▶ _PROVIDED TEXT_:
The shift out of wheat and into competing crops in the United States has benefitted Canadian spring wheat growers.
“One of the things that has happened is we’re probably consistently exporting more to the U.S.,” he said.
Canada’s wheat acres have held up remarkably well by comparison.
Growers told Statistics Canada they plan to seed 27 million acres in 2024.
That is very much in line with what they’ve been growing for the past three decades, although down from the more than 30 million acres that were planted in the 1980s and early 1990s.
Burnett doesn’t think shrinking U.S. wheat acres have had much impact on Canadian growers, aside from creating marketing opportunities south of the border.
“The U.S. still produces plenty of wheat and is still a major exporter,” he said.
“I don’t know if we’ve gained too much of an advantage.”
If that was the case, then Canadian acres would be on the rise instead of stagnating for the past three decades.
Gunter Jochum, president of the Wheat Growers Association, said wheat simply isn’t the most exciting crop to grow.
“It’s just very hard to make money having wheat as your main rotational crop,” he said.
Wheat price rallies are few and far between because the crop is grown so widely around the world that global crop failures are rare.
Jochum thinks the freefall in U.S. plantings has created opportunities for Canadian growers, but they would be greater if Canada revamped its variety registration rules.
“There’s all kinds of roadblocks,” he said.
“It’s very frustrating when our American friends can grow high-yielding wheat that we could grow here as well.”
Jochum’s farm is located one hour north of the Canada-U.S. border. He would like to be able to get his hands on some of the northern dark wheat varieties that farmers in North Dakota grow.

▶ _AIM 1_:
Pick out every line in the listing below that contains the string "piece", and copy each one.

▶ _MATERIAL SUPPLIED_:
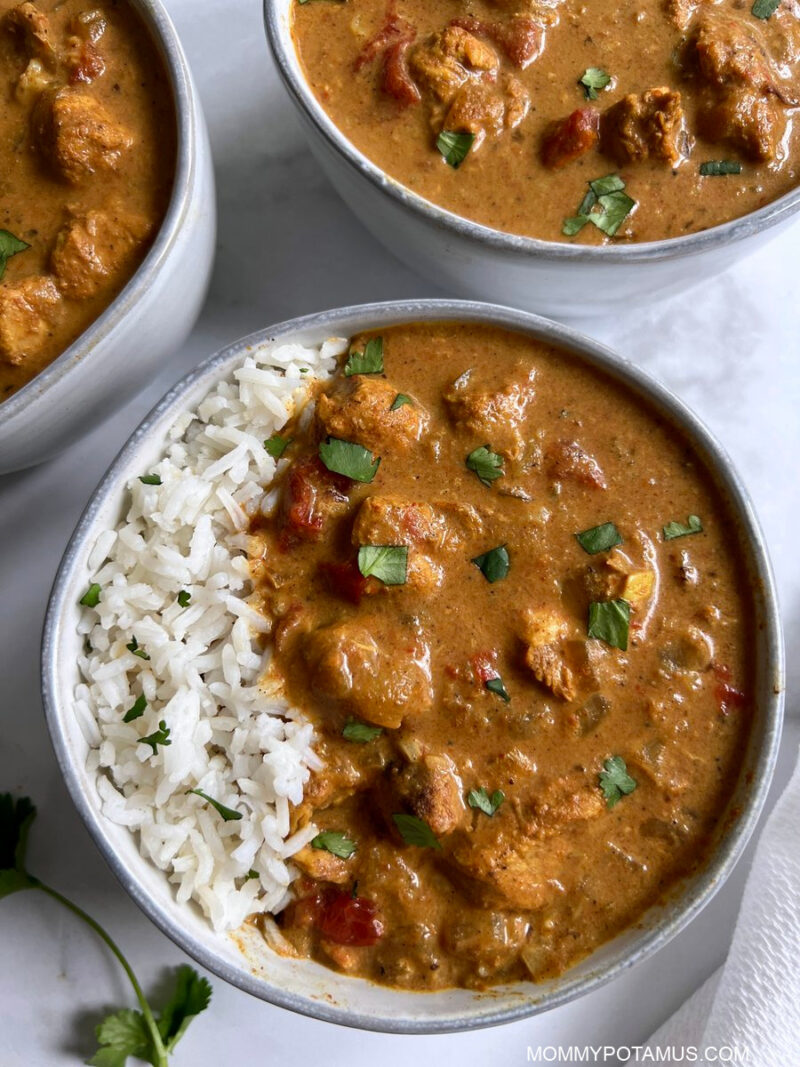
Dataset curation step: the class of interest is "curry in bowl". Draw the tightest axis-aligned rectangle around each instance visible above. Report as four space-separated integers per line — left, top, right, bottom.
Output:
0 0 176 400
72 319 763 991
251 324 753 990
291 0 800 244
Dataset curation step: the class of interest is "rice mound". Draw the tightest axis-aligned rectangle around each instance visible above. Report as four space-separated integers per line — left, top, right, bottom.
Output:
75 338 347 930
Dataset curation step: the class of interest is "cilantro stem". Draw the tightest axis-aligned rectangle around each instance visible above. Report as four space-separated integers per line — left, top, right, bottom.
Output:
32 878 169 1067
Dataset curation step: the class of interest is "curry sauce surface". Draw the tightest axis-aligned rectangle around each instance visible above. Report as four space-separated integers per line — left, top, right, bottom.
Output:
252 324 753 989
292 0 800 244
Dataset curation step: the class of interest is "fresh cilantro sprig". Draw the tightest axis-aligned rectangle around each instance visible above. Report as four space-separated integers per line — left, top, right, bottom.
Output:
0 793 211 1067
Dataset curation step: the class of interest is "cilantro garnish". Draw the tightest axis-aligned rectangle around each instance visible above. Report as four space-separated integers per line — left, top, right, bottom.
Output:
139 719 172 755
599 755 637 808
125 635 150 659
663 515 703 541
358 544 409 586
345 337 383 378
467 785 506 818
391 812 442 848
187 789 242 823
700 159 741 178
578 67 611 100
589 600 630 652
123 694 147 722
575 523 622 556
436 130 475 171
466 445 502 485
0 793 211 1067
319 437 381 482
341 718 383 745
0 229 30 277
311 830 355 860
78 582 101 607
263 433 291 460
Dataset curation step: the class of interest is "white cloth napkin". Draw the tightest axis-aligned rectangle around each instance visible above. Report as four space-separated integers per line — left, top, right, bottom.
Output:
647 746 800 1067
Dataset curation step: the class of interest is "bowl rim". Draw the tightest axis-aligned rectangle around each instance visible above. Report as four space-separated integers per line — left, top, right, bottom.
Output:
0 0 199 421
262 0 800 266
42 299 785 1033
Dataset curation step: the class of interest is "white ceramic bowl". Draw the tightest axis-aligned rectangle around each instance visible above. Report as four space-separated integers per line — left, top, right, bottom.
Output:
42 301 784 1033
263 0 800 319
0 0 217 474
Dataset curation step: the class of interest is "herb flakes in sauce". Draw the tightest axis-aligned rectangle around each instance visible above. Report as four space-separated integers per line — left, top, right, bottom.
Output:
345 337 383 378
700 159 741 178
575 523 622 556
0 229 30 278
470 544 511 582
466 445 502 485
578 67 611 100
662 515 703 541
319 437 381 482
589 600 630 652
341 718 383 745
467 785 506 818
187 790 242 823
599 755 637 808
263 433 291 460
391 812 442 848
311 830 355 860
436 130 475 171
358 544 409 586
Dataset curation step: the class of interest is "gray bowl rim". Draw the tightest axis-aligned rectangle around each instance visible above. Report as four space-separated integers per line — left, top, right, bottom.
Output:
262 0 800 266
42 300 785 1034
0 0 199 420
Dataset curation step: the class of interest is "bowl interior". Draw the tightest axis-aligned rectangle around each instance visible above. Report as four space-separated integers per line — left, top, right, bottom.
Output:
43 301 783 1032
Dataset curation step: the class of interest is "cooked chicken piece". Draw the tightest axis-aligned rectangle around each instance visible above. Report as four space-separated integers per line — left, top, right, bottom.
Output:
410 26 498 103
601 87 689 166
50 211 149 300
317 375 428 456
32 87 134 185
545 441 607 489
443 364 535 459
2 0 55 65
291 845 350 885
0 276 61 366
304 618 433 729
397 755 466 837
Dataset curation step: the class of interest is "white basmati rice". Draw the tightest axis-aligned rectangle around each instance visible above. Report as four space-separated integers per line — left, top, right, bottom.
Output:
75 338 347 929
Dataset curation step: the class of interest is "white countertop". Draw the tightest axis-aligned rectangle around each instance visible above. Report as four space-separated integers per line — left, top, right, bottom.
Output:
0 0 800 1067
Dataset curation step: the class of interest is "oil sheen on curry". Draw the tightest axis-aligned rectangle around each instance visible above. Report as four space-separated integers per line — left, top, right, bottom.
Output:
293 0 800 244
251 323 753 990
0 0 175 401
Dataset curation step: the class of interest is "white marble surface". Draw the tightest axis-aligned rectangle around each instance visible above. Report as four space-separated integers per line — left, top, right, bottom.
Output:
0 0 800 1067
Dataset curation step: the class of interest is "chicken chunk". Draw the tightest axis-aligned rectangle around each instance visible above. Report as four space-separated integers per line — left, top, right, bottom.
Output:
397 754 466 837
409 26 498 103
32 87 134 185
317 375 428 456
0 276 61 366
694 12 790 161
50 211 149 300
443 365 535 459
304 619 433 729
601 87 688 166
2 0 55 65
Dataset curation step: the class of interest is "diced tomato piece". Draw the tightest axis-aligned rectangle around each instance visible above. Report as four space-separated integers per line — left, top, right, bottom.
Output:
714 664 747 715
469 651 500 685
319 561 368 604
542 108 599 170
317 889 384 947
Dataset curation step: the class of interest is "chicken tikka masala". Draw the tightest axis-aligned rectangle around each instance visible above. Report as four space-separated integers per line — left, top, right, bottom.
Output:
292 0 800 244
0 0 176 401
251 323 753 990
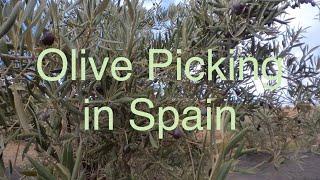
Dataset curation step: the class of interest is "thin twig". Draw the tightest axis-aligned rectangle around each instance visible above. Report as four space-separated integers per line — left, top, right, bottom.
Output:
0 53 37 60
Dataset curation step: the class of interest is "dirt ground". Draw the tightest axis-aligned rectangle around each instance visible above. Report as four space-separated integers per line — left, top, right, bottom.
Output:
3 142 320 180
227 152 320 180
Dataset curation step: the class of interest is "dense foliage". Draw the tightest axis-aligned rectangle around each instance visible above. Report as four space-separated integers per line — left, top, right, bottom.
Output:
0 0 320 179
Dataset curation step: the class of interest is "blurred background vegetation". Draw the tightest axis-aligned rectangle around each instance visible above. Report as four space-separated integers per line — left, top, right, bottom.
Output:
0 0 320 179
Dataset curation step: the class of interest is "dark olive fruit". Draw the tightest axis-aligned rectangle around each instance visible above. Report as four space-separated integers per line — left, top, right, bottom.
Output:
40 31 55 46
172 128 183 139
291 3 299 9
232 3 247 15
257 124 261 131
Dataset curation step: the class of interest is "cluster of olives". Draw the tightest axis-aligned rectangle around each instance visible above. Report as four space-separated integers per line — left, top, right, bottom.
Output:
291 0 317 9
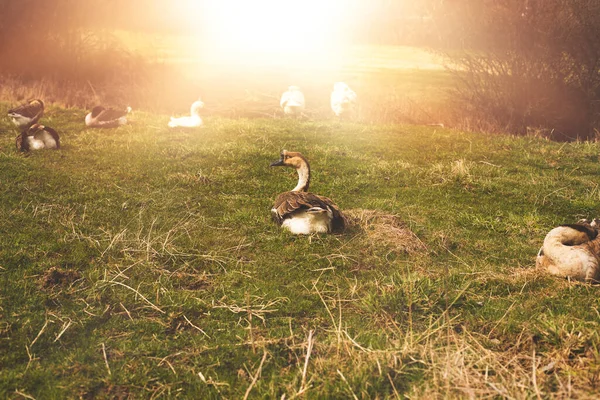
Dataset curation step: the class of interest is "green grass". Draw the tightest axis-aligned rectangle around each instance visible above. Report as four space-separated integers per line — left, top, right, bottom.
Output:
0 104 600 399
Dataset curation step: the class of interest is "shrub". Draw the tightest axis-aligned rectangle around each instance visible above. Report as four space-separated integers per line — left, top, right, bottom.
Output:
434 0 600 139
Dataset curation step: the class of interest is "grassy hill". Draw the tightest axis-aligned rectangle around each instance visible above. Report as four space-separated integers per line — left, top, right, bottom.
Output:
0 104 600 399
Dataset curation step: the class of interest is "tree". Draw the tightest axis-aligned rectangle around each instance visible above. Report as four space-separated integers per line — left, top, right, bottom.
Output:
432 0 600 139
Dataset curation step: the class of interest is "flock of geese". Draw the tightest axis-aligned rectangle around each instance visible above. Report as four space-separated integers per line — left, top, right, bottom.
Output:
8 82 600 283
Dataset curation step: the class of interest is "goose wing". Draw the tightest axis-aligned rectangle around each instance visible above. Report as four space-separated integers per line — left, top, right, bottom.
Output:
271 192 346 231
8 99 44 124
25 124 60 149
41 125 60 149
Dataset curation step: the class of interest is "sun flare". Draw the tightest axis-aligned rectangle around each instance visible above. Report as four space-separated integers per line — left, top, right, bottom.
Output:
180 0 353 67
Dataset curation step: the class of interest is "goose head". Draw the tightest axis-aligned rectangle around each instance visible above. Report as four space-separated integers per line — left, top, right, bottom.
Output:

▶ _AIM 2_:
Answer these questions from the passage on wheat acres:
(a) How many acres of wheat did growers tell Statistics Canada they plan to seed in 2024?
(b) Who is president of the Wheat Growers Association?
(c) Where is Jochum's farm located?

▶ _WRITTEN SOLUTION 1_:
Dataset curation step: the class of interest is "cooked chicken piece". Draw the tightest axis-aligned rectangle around each instance visible above. Report as four space-separated integers per line — left, top, right, bottom.
Dataset curation step: the class of interest is "diced tomato piece". Draw the tightest axis-aligned rectangle around each instance visible above. Report as four space-separated integers per line — left, top, right, bottom.

▶ _WRITTEN SOLUTION 2_:
(a) 27 million acres.
(b) Gunter Jochum.
(c) One hour north of the Canada-U.S. border.